**Bacaan:**

☆ ☆ ☆

Sebaliknya, di permukiman padat yang memeluk bantaran sungai, sanitasi adalah kemewahan. Rumah-rumah sederhana yang berdiri di atas air keruh tidak memiliki akses ke sistem pengolahan air limbah terpusat. Banyak warga bergantung pada tangki septik yang tidak sesuai standar, atau lebih buruk lagi, membuang air limbah langsung ke sungai. Sungai Ciliwung dan kanal-kanal kota menjadi saksi bisu polusi yang tak kunjung usai, menciptakan lingkaran setan antara pencemaran dan penyakit.

“Kondisi tangki septik yang tidak standar dan sering bocor menyebabkan pencemaran air tanah, padahal banyak masyarakat masih menggunakan air tanah untuk kebutuhan sehari-hari,” ungkap Untung Suryadi kepada TrustNews.

Paljaya mengelola air limbah Jakarta melalui dua pendekatan: sistem terpusat dan sistem setempat.

Sistem Pengelolaan Air Limbah Domestik Terpusat (SPALD-T) menjadi kebanggaan kota ini. Jaringan pipa bawah tanah mengalirkan air limbah rumah tangga—dari air bekas cuci hingga limbah toilet—menuju dua instalasi pengolahan utama: IPAL Setiabudi dan IPAL Krukut. Kedua fasilitas ini mampu memproses 30.000 meter kubik air limbah per hari, melayani sekitar 2,7 juta population equivalent (PE)—satuan yang mengukur beban air limbah dari penduduk dan aktivitas bisnis.

Di kawasan seperti Rasuna Said, Mega Kuningan, Sudirman, SCBD, Senayan, Gatot Subroto, Manggarai, Guntur, dan Setiabudi, air limbah dialirkan tanpa hambatan, diolah hingga aman, dan dikembalikan ke badan air dalam kondisi sesuai baku mutu yang ditetapkan.

“Tahun ini kami menargetkan peningkatan cakupan layanan air limbah melalui sistem perpipaan menjadi 22,93 persen (dari sebelumnya 17,83 persen), atau melayani 2,49 juta penduduk, dengan pembangunan jaringan pipa sepanjang 107.930 meter,” ujar Untung Suryadi. “Paljaya terus memperluas jaringan pipa untuk menjangkau lebih banyak rumah hingga gedung perkantoran, mewujudkan mimpi Jakarta sebagai kota dengan sanitasi kelas dunia,” tegasnya.

Di wilayah padat dengan gang sempit dan rumah berdesakan, sistem terpusat sulit diterapkan. Di sinilah Sistem Pengelolaan Air Limbah Domestik Setempat (SPALD-S) menjadi solusi. Sistem ini menggunakan tangki septik modifikasi untuk mengolah seluruh air limbah rumah tangga, baik black water (tinja) maupun grey water (air bekas). Tangki ini harus dikuras secara berkala—minimal tiga tahun sekali—untuk mencegah kebocoran atau luapan.

☆ ☆ ☆

Baris-baris dari sebuah set data
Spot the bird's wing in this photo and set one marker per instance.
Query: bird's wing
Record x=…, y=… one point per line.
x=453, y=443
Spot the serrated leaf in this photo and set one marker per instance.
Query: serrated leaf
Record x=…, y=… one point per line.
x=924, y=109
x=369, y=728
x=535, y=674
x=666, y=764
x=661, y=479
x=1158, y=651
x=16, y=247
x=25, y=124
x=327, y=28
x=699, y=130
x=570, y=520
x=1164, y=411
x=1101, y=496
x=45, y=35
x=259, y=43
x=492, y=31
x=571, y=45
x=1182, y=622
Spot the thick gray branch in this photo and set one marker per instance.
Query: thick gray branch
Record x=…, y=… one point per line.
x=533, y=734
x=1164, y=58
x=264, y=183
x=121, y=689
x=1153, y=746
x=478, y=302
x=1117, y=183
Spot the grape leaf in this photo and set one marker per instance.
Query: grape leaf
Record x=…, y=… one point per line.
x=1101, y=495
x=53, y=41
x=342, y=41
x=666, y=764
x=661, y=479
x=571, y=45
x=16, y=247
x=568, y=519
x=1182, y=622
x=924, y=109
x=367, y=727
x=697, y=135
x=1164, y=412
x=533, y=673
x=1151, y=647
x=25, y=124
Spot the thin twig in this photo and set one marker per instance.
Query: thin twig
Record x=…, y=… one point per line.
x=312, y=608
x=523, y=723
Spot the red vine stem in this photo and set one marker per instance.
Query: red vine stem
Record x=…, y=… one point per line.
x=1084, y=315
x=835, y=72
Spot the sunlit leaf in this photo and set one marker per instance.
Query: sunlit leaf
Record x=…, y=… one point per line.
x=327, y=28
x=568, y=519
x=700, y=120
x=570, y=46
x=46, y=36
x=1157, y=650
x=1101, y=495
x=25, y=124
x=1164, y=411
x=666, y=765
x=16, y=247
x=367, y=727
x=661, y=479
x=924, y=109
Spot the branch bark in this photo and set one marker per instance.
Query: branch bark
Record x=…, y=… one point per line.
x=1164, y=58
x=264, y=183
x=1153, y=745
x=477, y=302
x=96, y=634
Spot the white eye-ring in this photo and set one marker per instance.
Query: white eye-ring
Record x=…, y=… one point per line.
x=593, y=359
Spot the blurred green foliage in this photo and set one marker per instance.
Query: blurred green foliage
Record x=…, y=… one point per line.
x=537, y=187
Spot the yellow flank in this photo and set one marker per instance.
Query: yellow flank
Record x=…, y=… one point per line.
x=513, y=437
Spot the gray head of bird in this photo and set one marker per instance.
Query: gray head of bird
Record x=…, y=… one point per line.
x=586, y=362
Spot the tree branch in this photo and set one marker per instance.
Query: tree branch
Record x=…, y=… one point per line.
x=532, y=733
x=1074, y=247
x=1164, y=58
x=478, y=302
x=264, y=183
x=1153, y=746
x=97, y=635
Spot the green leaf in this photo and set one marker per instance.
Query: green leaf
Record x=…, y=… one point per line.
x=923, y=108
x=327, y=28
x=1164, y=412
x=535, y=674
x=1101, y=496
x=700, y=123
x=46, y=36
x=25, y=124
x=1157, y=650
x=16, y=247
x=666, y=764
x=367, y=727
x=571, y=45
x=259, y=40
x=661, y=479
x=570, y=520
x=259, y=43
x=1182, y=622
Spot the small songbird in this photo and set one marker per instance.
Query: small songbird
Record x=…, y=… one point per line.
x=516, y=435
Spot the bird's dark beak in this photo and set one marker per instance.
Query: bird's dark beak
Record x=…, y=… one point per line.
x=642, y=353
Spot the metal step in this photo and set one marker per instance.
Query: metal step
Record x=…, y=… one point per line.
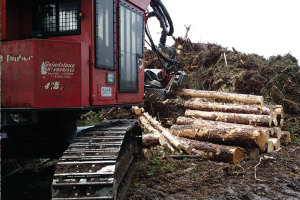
x=94, y=165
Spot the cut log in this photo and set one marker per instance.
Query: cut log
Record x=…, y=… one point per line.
x=165, y=144
x=254, y=152
x=163, y=131
x=218, y=152
x=230, y=108
x=147, y=153
x=281, y=123
x=277, y=132
x=276, y=143
x=136, y=110
x=285, y=137
x=201, y=122
x=147, y=126
x=224, y=96
x=185, y=146
x=278, y=109
x=229, y=135
x=270, y=147
x=150, y=139
x=250, y=119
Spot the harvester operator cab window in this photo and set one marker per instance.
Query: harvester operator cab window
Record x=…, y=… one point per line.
x=58, y=17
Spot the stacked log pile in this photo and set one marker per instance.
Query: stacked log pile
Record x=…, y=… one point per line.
x=222, y=130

☆ ☆ ☆

**Yang Harus Dikerjakan:**
1 > Menurut bacaan tentang pengelolaan air limbah Jakarta, berapa volume air limbah yang mampu diproses IPAL Setiabudi dan IPAL Krukut per hari?
2 > Sunting baris-baris daftar mulai dari baris yang memuat "Spot the branch" hingga baris yang memuat "x=593, y=359" dengan mengganti "marker" menjadi "pin". Tuliskan kembali hanya baris-baris tersebut tanpa perubahan lain.
Bacaan dan daftar di atas tidak saling berkaitan.

**Penyelesaian Tiap Tugas:**
1 > 30.000 meter kubik per hari.

2 >
Spot the branch bark in this photo and set one pin per instance.
Query: branch bark
Record x=…, y=… one point per line.
x=1164, y=58
x=264, y=183
x=1153, y=745
x=477, y=302
x=96, y=634
Spot the white eye-ring in this photo and set one pin per instance.
Query: white eye-ring
Record x=…, y=… one point per line.
x=593, y=359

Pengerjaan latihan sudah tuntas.